Task instructions
Rewrite every line of the rows below as a Markdown table with two columns, "No." for the row number and "Line" for the line itself. Leave out blank lines.

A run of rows
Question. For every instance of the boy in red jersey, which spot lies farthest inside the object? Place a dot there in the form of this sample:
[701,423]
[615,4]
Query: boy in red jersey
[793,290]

Output for this exercise
| No. | Line |
|---|---|
| 1 | Question. For every instance of the boy in red jersey, which spot lies farthest inside the object? Place a dot there in the form of this sample: |
| 2 | [701,423] |
| 3 | [615,4] |
| 4 | Query: boy in red jersey |
| 5 | [793,290] |